● WHAT TO PRODUCE
Carry on the passage about linking SPBM networks through EVPN, starting right after its last sentence.
TEXT PASSAGE below:
The embodiments rely on control plane interworking in the PEs to map ISIS-SPB information elements into the EVPN NLRI information and vice versa. Associated with this are procedures for configuring the forwarding operations of the PEs such that an arbitrary number of EVPN subtending SPBMs may be interconnected without any topological or multi-pathing dependencies.
BGP acts as a common repository of the I-SID attachment points for the set of subtending PEs/SPBMs, that is to say the set of PEs and SPBMs that are interconnected via EVPN. This is in the form of B-MAC address/I-SID/Tx-Rx-attribute tuples stored in the local BGP database of the PEs. The CP interworking function filters the leaking of I-SID information in the BGP database on the basis of locally registered interest. Leaking as used herein refers to the selective filtering of what BGP information is transferred to the local IS-IS database.
Each SPBM network is administered to have an associated Ethernet Segment ID (ESI) associated with it. For each B-VID in an SPBM, a single PE is elected the designated forwarder (DF) for the B-VID. A PE may be a DF for more than one B-VID. This may be via configuration or via algorithmic process. In some embodiments the network is configured to ensure a change in the designated forwarder is only required in cases of PEs failure or severing from either the SPBM or EVPN network to minimize churn (i.e., the data load caused by BGP messaging and similar activity to reconfigured the network to utilize a different PE as the DF) in the BGP-EVPN.
End of TEXT PASSAGE.
RECORDS SUPPLIED below:
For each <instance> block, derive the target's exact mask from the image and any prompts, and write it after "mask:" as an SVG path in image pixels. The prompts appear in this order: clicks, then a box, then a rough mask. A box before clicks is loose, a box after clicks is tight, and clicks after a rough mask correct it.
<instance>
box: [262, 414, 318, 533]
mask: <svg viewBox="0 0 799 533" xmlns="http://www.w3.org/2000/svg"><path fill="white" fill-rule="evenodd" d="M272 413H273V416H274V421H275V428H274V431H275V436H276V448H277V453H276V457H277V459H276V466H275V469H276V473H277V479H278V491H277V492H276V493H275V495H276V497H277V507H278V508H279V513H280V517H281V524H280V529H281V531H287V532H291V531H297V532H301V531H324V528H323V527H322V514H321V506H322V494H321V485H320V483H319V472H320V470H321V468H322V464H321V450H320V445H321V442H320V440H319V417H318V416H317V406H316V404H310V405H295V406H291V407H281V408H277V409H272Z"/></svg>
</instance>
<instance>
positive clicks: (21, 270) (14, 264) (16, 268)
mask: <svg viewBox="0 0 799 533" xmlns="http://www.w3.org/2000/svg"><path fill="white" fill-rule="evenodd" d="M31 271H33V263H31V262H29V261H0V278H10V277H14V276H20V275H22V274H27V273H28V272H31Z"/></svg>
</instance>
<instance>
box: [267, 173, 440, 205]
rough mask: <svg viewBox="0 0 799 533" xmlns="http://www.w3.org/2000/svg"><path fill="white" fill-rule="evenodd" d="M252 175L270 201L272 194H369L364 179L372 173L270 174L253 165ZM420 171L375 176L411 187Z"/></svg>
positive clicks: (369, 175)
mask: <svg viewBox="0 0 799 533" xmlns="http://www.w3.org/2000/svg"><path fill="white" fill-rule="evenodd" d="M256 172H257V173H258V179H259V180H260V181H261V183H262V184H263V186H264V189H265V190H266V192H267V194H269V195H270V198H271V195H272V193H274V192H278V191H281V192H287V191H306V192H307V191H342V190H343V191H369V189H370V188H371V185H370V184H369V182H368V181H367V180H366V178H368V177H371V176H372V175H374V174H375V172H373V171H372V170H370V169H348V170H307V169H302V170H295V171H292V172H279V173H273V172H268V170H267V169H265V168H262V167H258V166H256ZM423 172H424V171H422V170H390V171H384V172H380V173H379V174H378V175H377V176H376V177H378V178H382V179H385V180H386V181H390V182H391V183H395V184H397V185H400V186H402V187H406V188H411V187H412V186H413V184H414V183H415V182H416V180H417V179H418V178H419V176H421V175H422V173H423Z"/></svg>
End of RECORDS SUPPLIED.
● EXERCISE OUTPUT
FIG. 2A is a diagram of one embodiment of the process for determining shared trees on the control plane by sending designated forwarders. This process is performed at each PE. Each PE has a pre-existing list of multicast memberships and a combination of network information that has already been distributed by both BGP and IS-IS. In one embodiment, the process is initiated when the PE collects new BGP SPBM specific NLRI advertisements from BGP peers and/or new IS-IS advertisements from SPBM peers (Block 201). The collected advertisements are filtered to identify those advertisements that are related to I-SIDs for which the PE is a designated forwarder (Block 203). In other embodiments or scenarios, the process can be initiated when there is a change in the DF roles in the attached networks, which can be caused by changes in network topology, multicast sources and similar circumstances (Block 205).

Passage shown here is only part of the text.